** EXTRACTED DATA follows **

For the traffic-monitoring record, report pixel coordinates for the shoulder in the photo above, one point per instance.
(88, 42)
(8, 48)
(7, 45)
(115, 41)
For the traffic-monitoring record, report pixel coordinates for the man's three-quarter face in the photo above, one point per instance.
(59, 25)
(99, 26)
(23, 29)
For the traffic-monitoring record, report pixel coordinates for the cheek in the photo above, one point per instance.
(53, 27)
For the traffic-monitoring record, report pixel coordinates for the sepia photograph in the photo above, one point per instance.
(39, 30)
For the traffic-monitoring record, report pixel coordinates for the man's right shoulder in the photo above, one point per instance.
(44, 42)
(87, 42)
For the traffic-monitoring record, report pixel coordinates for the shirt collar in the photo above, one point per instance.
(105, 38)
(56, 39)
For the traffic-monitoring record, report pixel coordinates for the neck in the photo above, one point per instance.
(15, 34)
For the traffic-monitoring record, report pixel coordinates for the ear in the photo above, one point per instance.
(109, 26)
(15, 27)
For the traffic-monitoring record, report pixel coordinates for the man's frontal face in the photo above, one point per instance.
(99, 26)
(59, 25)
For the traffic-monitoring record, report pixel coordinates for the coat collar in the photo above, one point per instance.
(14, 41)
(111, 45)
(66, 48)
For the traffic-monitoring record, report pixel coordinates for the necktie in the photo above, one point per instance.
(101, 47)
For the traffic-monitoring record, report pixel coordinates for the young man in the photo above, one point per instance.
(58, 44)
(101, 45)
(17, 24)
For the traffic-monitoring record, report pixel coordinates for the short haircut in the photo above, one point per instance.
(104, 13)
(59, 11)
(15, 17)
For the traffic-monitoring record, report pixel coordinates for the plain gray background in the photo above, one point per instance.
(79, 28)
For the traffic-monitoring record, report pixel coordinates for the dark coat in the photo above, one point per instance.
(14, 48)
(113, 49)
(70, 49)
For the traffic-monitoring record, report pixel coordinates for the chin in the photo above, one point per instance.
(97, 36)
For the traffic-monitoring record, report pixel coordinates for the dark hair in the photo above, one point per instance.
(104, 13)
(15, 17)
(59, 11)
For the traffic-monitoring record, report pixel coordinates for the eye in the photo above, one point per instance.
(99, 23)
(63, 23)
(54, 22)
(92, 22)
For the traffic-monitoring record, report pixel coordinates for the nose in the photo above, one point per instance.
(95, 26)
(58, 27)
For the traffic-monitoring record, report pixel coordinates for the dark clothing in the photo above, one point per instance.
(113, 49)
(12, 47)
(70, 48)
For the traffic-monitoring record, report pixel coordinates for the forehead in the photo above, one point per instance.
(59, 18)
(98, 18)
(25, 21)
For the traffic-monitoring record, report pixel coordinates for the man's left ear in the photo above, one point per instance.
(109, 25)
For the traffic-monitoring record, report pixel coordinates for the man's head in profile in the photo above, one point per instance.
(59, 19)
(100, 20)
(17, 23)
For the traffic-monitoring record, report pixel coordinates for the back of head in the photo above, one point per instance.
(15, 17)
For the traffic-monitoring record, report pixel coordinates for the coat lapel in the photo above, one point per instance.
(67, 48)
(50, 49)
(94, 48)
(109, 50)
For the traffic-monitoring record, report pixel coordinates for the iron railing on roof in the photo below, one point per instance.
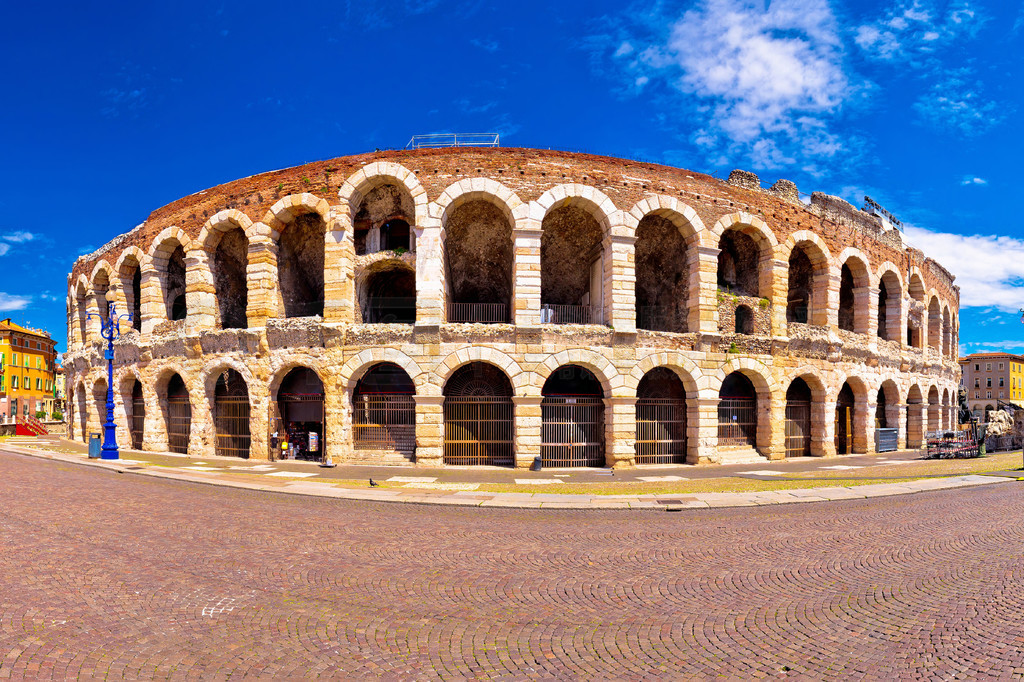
(453, 139)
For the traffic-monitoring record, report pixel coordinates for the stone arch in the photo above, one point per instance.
(454, 361)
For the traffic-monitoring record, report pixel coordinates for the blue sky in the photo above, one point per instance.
(113, 111)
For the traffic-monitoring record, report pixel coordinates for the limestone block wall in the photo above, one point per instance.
(525, 186)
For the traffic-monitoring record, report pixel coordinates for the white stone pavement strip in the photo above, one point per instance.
(444, 486)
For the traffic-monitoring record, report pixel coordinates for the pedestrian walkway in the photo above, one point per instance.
(462, 486)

** End of EXTRACTED DATA **

ACTIVITY
All entries need to be duplicated exactly, apart from the images.

SOLUTION TO THE PROBLEM
For the traffic-monitoring record, report pixel coordinates for the shoulder in the photo above, one point per instance.
(88, 42)
(8, 48)
(7, 45)
(115, 41)
For the traffic-monitoring record, report pixel coordinates for the man's three-quarter face in the photo above, one point per instance.
(59, 25)
(99, 26)
(23, 29)
For the traffic-monitoring record, report pixel coordinates for the cheek in the photo above, one point per instance.
(53, 27)
For the traffic-monitoring record, report pixel coordinates for the sepia photograph in the photo above, one point per instance.
(39, 30)
For the traffic-monitoring record, report pixel coordinates for the man's right shoulder in the photo above, one point per instance.
(44, 42)
(87, 42)
For the traffic-monitoring record, report pixel coordinates for the shirt collar in the photo above, one point per instance.
(105, 38)
(56, 39)
For the traffic-monitoring record, report pixel coordinates for the neck in the photo above, one point per instance.
(15, 34)
For the traffic-monitoring record, report pixel coordinates for the ear in the photo above, one point per instance.
(109, 26)
(15, 27)
For the traffic-monitoring record, report pixel coordinates for the man's frontal face in the photo above, one point per instance.
(99, 26)
(59, 25)
For the traffic-monitoring record, report pixel coordinates for the coat collar in the photo above, one point per instance.
(14, 41)
(111, 45)
(66, 48)
For the traffic-monitoring record, report pixel coordinates for the necktie in the photo above, one point per instance.
(101, 47)
For the traffic-monitoring record, report pixel coordinates for the young man in the photo above, one point per instance.
(58, 44)
(101, 45)
(17, 24)
For the traffic-monitoring record, report pixel coordinates for the short haircut in the photo above, one point per instance.
(104, 13)
(59, 11)
(15, 17)
For the traffic-monitoring record, report pixel coordinates for the plain gray background in the photo above, one point per instance.
(79, 28)
For the traffic-monitoring record, report pixel coordinates for the dark coat in the photo above, one point per instance.
(14, 48)
(113, 49)
(70, 49)
For the traffic-monitoring record, report pixel coordinates for the chin in the photo above, one point per instance.
(97, 36)
For the traffic-monitoring record, report pixel coordinates for the dark hair in the photo above, one point per instance.
(104, 13)
(15, 17)
(59, 11)
For the traffic-monitoring record, report pixel coordinates for the eye in the photo above, one point per instance.
(99, 23)
(63, 23)
(54, 22)
(92, 22)
For the traffic-monitoring record, report pixel coordinates for the nose in the photo above, one point per instance.
(95, 26)
(58, 27)
For the traffic-monitoring record, report pixel coordinates for the dark clothing in the photo above, one point per instance.
(113, 49)
(12, 47)
(70, 48)
For the traffic-monitoring record, report pixel coordinates for the forehead in the photo above, one point per instance.
(59, 18)
(98, 18)
(25, 21)
For the traffic-monitoring record, report pixel coordinates for the man's left ear in the photo above, one point per instance.
(109, 25)
For the traffic-monitoring record, report pixel coordinates for the man's head in profile in the photo above, one point per instance.
(59, 19)
(100, 20)
(17, 23)
For the traffic-monitoring record, report pixel coordinates for the back of head in the photo above, one point per instance.
(15, 17)
For the traffic-monitoring record, report pixel coordinates for the coat lapel in the photo above, one point per instance.
(67, 48)
(50, 49)
(94, 48)
(109, 50)
For the traffic-monitoring record, report pixel coordinates for the iron railing on roof in the photo below, one point per instance.
(453, 139)
For the traffic-monitoring record, report pixel coordinates for the stone arch in the photo above, one point per instance.
(454, 361)
For the traffic-monitoring record, report pixel coordinates for the blue sky in the photo above, one point per instance.
(113, 111)
For the traffic-monitoring record, report pixel coordinates for the limestone block wall in the photo above, one point per instance.
(525, 186)
For the traffic-monitoring record, report pixel coordinates for the white stone pavement strip in the photo above, one point per instance.
(444, 486)
For the traffic-monitoring record, report pixel coordinates for the pedestrian walkway in the photo above, one point per instance.
(462, 486)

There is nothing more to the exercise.